Data supplied: Begin

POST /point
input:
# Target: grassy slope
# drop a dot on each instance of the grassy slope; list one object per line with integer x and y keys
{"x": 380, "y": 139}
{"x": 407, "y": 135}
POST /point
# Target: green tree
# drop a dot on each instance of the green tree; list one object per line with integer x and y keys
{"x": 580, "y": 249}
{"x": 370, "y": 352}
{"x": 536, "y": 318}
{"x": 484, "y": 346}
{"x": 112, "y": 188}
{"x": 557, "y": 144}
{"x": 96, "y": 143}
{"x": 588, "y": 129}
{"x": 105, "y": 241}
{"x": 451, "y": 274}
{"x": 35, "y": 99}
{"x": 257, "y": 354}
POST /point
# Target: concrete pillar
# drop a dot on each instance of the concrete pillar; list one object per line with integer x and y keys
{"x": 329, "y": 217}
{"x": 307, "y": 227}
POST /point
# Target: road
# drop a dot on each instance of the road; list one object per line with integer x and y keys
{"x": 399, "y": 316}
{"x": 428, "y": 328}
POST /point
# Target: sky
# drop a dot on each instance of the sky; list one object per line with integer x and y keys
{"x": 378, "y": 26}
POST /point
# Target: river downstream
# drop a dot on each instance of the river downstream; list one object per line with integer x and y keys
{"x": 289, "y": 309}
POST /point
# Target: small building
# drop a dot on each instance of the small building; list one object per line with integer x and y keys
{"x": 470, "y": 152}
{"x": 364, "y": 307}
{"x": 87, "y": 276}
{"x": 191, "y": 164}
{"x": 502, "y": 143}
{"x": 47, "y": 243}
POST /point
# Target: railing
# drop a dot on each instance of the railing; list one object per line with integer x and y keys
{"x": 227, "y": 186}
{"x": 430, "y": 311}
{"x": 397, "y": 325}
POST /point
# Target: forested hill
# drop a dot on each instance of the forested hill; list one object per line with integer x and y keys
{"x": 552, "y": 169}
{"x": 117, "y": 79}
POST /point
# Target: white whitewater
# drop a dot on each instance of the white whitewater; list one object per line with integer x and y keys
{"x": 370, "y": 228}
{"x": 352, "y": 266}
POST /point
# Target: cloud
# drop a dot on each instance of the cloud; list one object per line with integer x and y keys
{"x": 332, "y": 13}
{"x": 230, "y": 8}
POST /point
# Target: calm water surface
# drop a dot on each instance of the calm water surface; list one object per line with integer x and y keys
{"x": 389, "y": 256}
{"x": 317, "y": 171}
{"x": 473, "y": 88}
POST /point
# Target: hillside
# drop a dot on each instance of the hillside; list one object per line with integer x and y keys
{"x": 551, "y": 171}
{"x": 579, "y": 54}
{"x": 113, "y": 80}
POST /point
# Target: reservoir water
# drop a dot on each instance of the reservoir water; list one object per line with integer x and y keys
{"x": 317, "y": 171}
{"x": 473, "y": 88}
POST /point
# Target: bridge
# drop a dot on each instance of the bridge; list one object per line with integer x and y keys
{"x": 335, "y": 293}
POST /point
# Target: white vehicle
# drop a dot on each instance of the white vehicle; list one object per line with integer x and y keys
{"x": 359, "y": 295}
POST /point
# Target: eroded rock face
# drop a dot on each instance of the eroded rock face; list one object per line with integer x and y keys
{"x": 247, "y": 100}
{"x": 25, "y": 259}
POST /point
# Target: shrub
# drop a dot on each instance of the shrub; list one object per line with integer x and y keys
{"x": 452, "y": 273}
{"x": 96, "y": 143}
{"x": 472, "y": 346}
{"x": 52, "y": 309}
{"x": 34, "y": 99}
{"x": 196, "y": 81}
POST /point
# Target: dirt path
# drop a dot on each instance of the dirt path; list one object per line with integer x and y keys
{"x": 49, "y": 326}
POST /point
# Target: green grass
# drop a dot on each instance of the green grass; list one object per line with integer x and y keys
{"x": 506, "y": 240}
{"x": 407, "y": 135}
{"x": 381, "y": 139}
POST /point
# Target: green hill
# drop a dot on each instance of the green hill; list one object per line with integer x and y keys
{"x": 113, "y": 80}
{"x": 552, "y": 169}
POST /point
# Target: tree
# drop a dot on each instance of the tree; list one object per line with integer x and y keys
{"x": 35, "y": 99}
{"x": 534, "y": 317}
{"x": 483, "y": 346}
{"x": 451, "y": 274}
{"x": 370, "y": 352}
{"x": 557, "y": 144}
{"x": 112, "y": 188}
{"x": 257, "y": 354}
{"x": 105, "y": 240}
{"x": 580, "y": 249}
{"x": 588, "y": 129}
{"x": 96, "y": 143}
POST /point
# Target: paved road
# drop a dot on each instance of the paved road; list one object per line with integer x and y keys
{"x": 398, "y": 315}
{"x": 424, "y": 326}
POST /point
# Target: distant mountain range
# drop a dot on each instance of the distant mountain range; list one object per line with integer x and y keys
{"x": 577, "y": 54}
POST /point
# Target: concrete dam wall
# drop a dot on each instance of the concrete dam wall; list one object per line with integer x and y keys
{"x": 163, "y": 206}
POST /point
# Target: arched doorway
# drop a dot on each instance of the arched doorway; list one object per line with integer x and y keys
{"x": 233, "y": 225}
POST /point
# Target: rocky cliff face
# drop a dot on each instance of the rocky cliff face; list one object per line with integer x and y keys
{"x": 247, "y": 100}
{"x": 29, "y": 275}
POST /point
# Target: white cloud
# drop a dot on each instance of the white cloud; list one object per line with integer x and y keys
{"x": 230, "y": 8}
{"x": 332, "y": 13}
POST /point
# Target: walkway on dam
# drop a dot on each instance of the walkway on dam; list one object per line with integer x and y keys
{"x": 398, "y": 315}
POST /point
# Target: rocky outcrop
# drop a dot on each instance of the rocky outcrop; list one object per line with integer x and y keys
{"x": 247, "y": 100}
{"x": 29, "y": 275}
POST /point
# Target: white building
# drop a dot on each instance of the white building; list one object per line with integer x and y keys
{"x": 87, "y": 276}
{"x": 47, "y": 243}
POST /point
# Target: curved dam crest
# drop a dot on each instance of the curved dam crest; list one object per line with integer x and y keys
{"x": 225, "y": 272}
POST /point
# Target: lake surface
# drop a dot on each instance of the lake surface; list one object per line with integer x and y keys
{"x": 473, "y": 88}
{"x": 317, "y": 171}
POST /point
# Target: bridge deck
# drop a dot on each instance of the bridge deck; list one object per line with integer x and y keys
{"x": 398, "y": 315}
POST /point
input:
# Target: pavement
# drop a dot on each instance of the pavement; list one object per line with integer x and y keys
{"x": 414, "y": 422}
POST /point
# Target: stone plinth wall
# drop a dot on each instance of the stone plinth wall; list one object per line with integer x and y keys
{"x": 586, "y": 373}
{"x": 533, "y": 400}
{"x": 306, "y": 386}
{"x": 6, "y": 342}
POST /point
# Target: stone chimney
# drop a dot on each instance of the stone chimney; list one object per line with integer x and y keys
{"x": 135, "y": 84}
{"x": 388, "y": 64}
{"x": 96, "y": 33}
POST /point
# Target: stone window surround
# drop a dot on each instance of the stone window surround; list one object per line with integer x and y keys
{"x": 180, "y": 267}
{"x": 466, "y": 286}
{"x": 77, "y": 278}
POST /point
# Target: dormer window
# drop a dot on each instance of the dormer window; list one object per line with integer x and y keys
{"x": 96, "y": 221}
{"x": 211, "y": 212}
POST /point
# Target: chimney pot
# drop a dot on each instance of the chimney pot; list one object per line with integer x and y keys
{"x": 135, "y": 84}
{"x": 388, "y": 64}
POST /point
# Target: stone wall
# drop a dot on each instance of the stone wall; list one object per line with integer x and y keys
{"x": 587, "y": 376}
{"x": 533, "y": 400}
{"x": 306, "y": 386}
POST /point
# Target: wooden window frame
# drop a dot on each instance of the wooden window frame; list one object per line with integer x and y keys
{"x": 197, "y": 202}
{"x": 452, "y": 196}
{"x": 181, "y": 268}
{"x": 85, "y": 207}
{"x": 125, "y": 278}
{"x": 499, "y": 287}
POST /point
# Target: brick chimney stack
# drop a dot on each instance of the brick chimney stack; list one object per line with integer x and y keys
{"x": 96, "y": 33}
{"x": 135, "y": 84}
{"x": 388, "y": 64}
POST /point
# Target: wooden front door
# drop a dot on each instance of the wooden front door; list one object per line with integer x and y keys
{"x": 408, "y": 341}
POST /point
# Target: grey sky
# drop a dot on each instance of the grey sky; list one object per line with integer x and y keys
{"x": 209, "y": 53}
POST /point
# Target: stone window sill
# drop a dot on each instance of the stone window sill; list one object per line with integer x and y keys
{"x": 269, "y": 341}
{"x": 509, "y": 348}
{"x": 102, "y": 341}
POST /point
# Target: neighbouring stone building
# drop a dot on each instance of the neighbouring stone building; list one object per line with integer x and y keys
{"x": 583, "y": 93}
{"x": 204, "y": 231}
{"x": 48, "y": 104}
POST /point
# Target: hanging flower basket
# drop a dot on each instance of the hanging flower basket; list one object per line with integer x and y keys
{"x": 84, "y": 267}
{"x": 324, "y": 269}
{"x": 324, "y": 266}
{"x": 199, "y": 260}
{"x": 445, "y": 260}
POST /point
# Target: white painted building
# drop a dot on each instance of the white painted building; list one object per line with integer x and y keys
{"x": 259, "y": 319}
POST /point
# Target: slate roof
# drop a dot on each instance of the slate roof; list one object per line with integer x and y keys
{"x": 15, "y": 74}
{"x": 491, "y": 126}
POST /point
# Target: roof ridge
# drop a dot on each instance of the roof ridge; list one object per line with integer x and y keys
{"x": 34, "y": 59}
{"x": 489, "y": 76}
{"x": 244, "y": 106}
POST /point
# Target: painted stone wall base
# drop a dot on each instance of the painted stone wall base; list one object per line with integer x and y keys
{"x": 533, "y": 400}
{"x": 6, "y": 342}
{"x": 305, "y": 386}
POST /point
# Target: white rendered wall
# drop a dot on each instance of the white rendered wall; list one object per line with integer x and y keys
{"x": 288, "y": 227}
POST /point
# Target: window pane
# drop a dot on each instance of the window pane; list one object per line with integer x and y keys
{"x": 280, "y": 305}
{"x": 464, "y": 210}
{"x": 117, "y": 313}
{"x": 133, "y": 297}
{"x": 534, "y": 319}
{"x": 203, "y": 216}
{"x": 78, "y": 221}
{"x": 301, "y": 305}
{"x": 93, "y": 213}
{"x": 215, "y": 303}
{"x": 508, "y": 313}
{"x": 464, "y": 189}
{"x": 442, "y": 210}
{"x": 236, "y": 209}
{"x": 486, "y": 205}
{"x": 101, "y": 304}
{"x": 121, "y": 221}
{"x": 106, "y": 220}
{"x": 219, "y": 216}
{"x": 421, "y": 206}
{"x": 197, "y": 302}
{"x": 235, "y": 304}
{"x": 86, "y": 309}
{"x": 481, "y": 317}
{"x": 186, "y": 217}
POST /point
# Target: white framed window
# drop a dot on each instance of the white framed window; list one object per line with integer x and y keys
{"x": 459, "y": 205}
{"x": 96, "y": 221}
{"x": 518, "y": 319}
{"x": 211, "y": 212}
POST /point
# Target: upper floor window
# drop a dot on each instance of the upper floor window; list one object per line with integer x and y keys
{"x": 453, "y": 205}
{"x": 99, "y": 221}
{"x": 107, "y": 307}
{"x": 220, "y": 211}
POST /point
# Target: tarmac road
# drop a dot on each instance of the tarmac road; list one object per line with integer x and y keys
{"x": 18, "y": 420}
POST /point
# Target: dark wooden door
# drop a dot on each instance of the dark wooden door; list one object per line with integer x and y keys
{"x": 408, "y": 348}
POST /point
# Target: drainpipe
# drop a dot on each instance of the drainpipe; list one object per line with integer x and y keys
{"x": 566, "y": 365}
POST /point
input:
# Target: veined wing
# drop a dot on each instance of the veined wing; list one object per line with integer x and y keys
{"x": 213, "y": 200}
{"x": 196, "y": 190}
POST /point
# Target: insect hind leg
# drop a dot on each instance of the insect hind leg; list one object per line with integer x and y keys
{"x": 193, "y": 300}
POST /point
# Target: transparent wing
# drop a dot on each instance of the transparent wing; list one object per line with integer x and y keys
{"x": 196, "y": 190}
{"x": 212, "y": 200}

Data supplied: End

About this task: What is asked for is an exact copy of the lines above from the one containing "# Target: wooden front door" through the one containing "# Target: stone window sill", and only those.

Result for this exercise:
# Target: wooden front door
# drop a dot on each instance of the wooden front door; list one object per line with integer x and y keys
{"x": 408, "y": 341}
POST /point
# Target: grey sky
# drop a dot on each instance of the grey sky; list one object per line with integer x and y keys
{"x": 209, "y": 53}
POST /point
# Target: stone window sill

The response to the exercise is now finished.